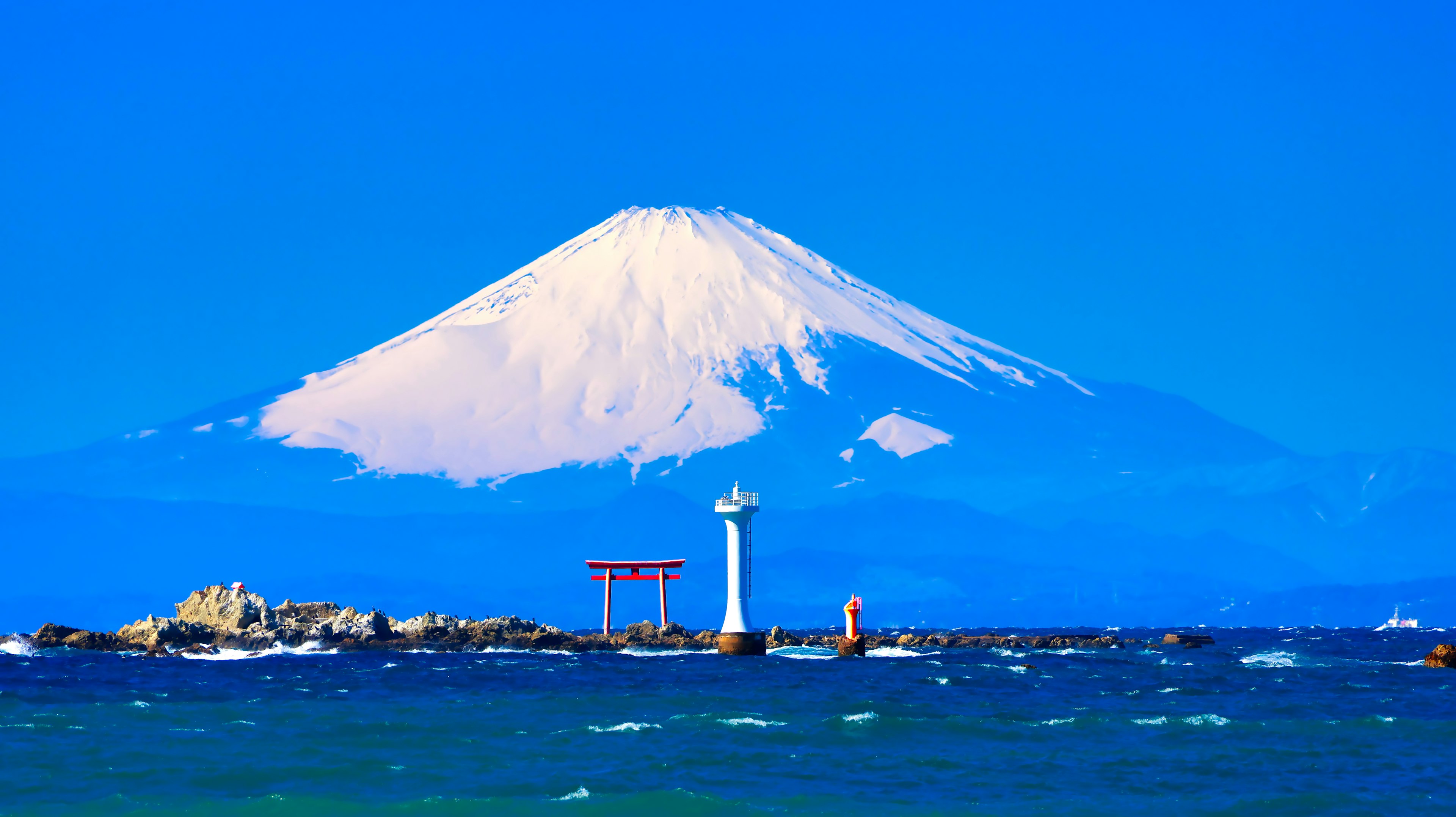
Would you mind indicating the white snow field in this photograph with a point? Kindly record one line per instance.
(903, 436)
(624, 343)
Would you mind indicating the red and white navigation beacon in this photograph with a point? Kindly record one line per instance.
(852, 643)
(852, 615)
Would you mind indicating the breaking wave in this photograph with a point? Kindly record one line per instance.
(1270, 660)
(306, 649)
(625, 727)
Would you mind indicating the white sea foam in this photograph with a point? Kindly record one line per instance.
(650, 653)
(1270, 660)
(625, 727)
(819, 653)
(750, 723)
(896, 653)
(306, 649)
(17, 647)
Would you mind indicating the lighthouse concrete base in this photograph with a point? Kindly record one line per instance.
(742, 644)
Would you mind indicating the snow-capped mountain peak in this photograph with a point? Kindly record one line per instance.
(624, 343)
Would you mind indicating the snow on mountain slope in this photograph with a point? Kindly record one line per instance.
(903, 436)
(625, 343)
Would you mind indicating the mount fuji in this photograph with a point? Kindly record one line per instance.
(622, 381)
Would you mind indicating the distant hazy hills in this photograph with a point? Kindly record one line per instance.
(595, 402)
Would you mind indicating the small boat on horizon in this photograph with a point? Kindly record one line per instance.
(1398, 622)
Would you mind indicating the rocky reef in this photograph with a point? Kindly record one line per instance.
(1443, 656)
(219, 618)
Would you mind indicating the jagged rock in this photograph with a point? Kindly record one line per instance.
(428, 625)
(641, 633)
(154, 633)
(780, 637)
(89, 640)
(225, 609)
(308, 612)
(1443, 656)
(53, 635)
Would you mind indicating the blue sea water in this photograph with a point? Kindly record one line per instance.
(1267, 721)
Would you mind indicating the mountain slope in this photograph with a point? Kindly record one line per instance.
(679, 350)
(625, 343)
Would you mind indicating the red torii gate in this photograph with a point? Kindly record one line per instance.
(637, 576)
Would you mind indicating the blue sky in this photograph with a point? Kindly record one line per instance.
(1251, 207)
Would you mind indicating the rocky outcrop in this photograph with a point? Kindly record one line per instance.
(60, 635)
(219, 618)
(780, 637)
(225, 609)
(154, 633)
(1443, 656)
(1010, 641)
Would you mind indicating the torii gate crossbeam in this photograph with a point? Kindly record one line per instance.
(635, 567)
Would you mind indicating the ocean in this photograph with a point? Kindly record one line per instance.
(1266, 721)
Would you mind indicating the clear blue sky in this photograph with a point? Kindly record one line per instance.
(1251, 207)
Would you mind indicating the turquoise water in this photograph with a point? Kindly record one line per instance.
(1305, 721)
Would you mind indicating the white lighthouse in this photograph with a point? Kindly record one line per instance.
(737, 635)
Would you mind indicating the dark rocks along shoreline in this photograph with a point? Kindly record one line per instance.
(218, 618)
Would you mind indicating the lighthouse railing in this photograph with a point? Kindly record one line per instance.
(745, 499)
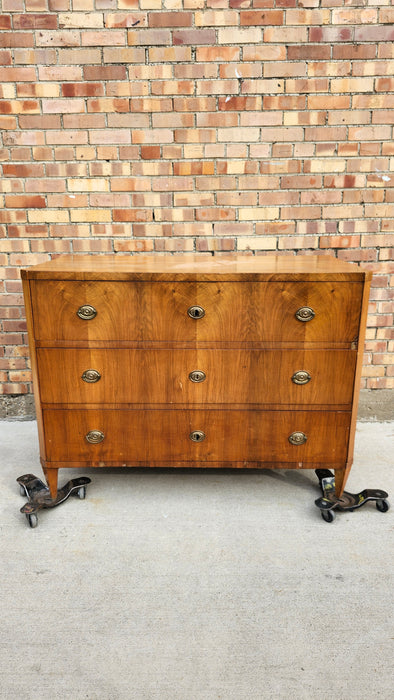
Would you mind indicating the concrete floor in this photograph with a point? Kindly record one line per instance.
(200, 585)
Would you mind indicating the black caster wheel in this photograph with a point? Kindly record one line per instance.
(32, 519)
(328, 516)
(382, 505)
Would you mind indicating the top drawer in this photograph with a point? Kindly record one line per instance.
(228, 311)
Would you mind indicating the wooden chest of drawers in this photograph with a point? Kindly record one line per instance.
(188, 361)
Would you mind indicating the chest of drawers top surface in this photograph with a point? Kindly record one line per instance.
(196, 267)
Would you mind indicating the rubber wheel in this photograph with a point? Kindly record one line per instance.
(32, 519)
(81, 493)
(382, 505)
(328, 516)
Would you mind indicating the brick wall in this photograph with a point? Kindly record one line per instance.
(259, 126)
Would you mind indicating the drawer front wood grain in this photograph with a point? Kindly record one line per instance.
(147, 376)
(155, 311)
(230, 436)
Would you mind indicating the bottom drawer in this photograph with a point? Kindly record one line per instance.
(165, 438)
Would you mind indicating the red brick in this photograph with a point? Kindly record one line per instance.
(104, 38)
(170, 19)
(14, 39)
(261, 17)
(150, 37)
(18, 74)
(33, 21)
(150, 152)
(193, 36)
(217, 53)
(132, 215)
(82, 89)
(331, 34)
(57, 38)
(5, 58)
(373, 33)
(123, 19)
(101, 73)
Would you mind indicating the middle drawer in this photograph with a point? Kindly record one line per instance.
(165, 376)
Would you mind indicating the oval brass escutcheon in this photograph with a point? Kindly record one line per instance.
(197, 376)
(91, 376)
(301, 377)
(305, 313)
(297, 438)
(86, 312)
(196, 312)
(95, 436)
(197, 436)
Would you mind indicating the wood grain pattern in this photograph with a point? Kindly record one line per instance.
(144, 345)
(147, 376)
(163, 436)
(233, 311)
(236, 267)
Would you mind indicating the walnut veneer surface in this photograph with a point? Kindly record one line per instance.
(275, 387)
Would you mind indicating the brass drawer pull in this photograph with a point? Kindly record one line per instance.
(91, 376)
(301, 377)
(197, 436)
(305, 313)
(95, 436)
(196, 312)
(297, 438)
(197, 376)
(86, 312)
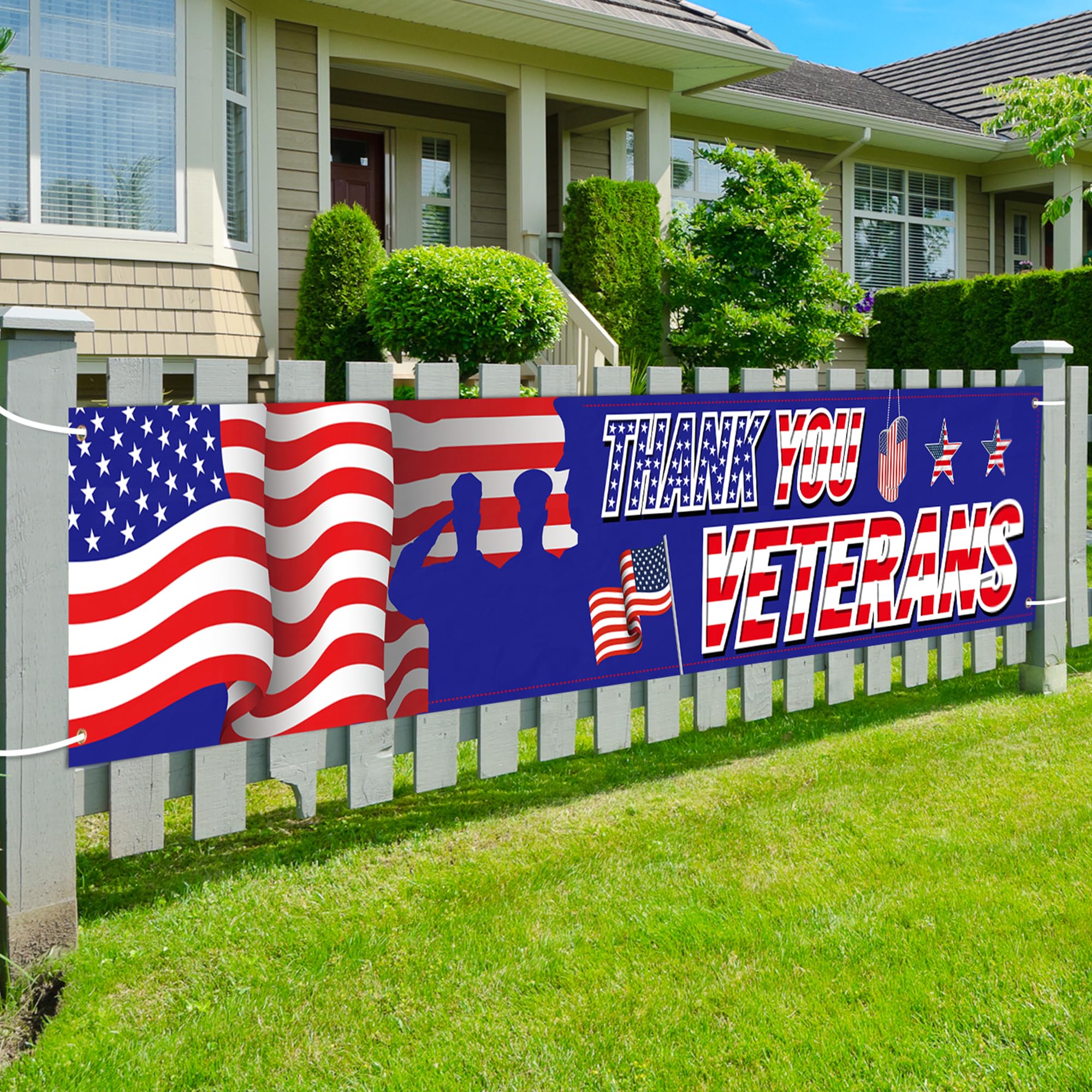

· · ·

◆ Exercise directions
Return the complete material above exactly, with no picture.

◆ Task solution
Would you mind indicating the white snow field in this photograph with a point? Kindly record one line per instance.
(903, 436)
(624, 343)
Would you mind indicating the red and white navigation beacon in this photograph with a point? Kindly record one line per instance.
(852, 643)
(852, 615)
Would you mind indicating the breaking wave in this photograph with a point? Kindly record one line per instance.
(1270, 660)
(306, 649)
(625, 727)
Would you mind indicating the white sea foam in this photograph with a point? Kindly record one line per instance.
(650, 653)
(1270, 660)
(625, 727)
(819, 653)
(750, 723)
(896, 653)
(306, 649)
(17, 647)
Would you mind indicating the lighthouse concrete base in this photograph with a point? Kindly record one line per instance.
(742, 644)
Would you mind indicating the snow-capped mountain peak in this photograph with a point? Kindly record one line per instance.
(624, 343)
Would you mind indicating the snow on mountain slope in this photograph with a point? Kindly record one line per instance.
(903, 436)
(625, 343)
Would you mind indicating the mount fuji in this photograph with a point? Kindly record one line per instance.
(622, 381)
Would you mind indicating the distant hazy hills in this photograph with a point? Kindly record one line per instance.
(595, 402)
Would you mind indicating the small boat on horizon in this photograph with a point? Kindly record one line per instance.
(1398, 622)
Would you mind indicating the rocky reef in this photograph with a point? Kindly record one line per instance.
(1443, 656)
(219, 618)
Would you mind indicating the jagged rock in this photograph with a point? Kindly record one line per instance.
(428, 625)
(641, 633)
(154, 633)
(780, 637)
(89, 640)
(225, 609)
(308, 612)
(1443, 656)
(53, 635)
Would you mind indicating the blue sea water in this photograph with a point? Kindly record one line per instance.
(1267, 721)
Would you mind indicating the mountain slope in this photograph with a point? Kindly record one line per instance.
(679, 350)
(625, 343)
Would you mind indicating the red torii gate in this photograph with a point? Kindly record one line per instance.
(637, 576)
Would you mind indicating the blue sky in this photograph with a point? Kindly record one line per instance.
(1251, 207)
Would you mind indicating the rocky outcrop in this photograph with a point? Kindly record one line per instance.
(60, 635)
(219, 618)
(780, 637)
(225, 609)
(154, 633)
(1443, 656)
(1010, 641)
Would you mind indicating the torii gate crossbeam in this photograph with a point? Kindly record one line per instance.
(635, 567)
Would you mind indicating the ocean in this photograph with a point? Kindly record one line per instance.
(1266, 721)
Would you mind indicating the clear blue sky in this photograph with a point? Kindly record one line per instance.
(1251, 207)
Would you mind indicating the turquoise water in this photograph with a point? Kindly record one line per instance.
(1305, 721)
Would you mind indicating the white lighthouse in this photograph with a point? Kindly record one line per instance.
(737, 635)
Would you mind indicating the dark rocks along shoreline in this photograph with a point? Kindly record one line per instance.
(218, 618)
Would you mind indicating the lighthouse railing in this photograph with a point? Kindly record one line per instance.
(745, 499)
Would you mind indicating the concrete floor in this photograph with a point? Kindly record one line per instance.
(200, 585)
Would you mind indicating the black caster wheel in this photograph with a point? Kindly record one line per instance.
(32, 519)
(328, 516)
(382, 505)
Would you mind indicating the top drawer in this photograph with a point? Kindly record one line per instance.
(228, 311)
Would you mind indicating the wooden chest of drawers in this photograph with a point? Kindly record one line per instance.
(188, 361)
Would you mind indicating the chest of drawers top surface in this photograph with a point? Kindly record one line per instance.
(196, 267)
Would you mind indicating the rubber wheel in this photograph with a point? Kindly record one line per instance.
(32, 519)
(81, 493)
(382, 505)
(328, 516)
Would you mind indicating the brick wall in this photograph with a point? Kindly record one line per instance.
(259, 126)
Would you mind indicating the drawer front wood grain in this photograph with a point? Kindly record one line per instance.
(147, 376)
(155, 311)
(230, 436)
Would you mind indicating the bottom drawer in this photograph with a point? Kindly record one line per instance.
(165, 438)
Would you mind indicating the red brick in this photograph with a point? Kindly record one line per instance.
(104, 38)
(170, 19)
(14, 39)
(261, 17)
(150, 37)
(18, 74)
(33, 21)
(150, 152)
(193, 36)
(217, 53)
(132, 215)
(82, 89)
(331, 34)
(57, 38)
(5, 58)
(373, 33)
(123, 19)
(101, 73)
Would you mind indicating the middle drawer in this photograph with a point? Kindly record one line per instance.
(165, 376)
Would you mind indicating the oval brass escutcheon in this photograph with a point? Kindly record one line per instance.
(197, 376)
(91, 376)
(301, 377)
(305, 313)
(297, 438)
(86, 312)
(196, 312)
(95, 436)
(197, 436)
Would you mind indicating the wood grain pattern in this photograph with a point? Kindly record one line per instance.
(144, 345)
(147, 376)
(163, 436)
(233, 311)
(236, 267)
Would you mind indicating the walnut veneer surface in this photograph with a point? Kindly record one line per instance.
(275, 387)
Would you mind indicating the brass drawer pull in this photograph with a point? Kindly record one line per instance.
(91, 376)
(301, 377)
(197, 436)
(305, 313)
(95, 436)
(196, 312)
(297, 438)
(197, 376)
(86, 312)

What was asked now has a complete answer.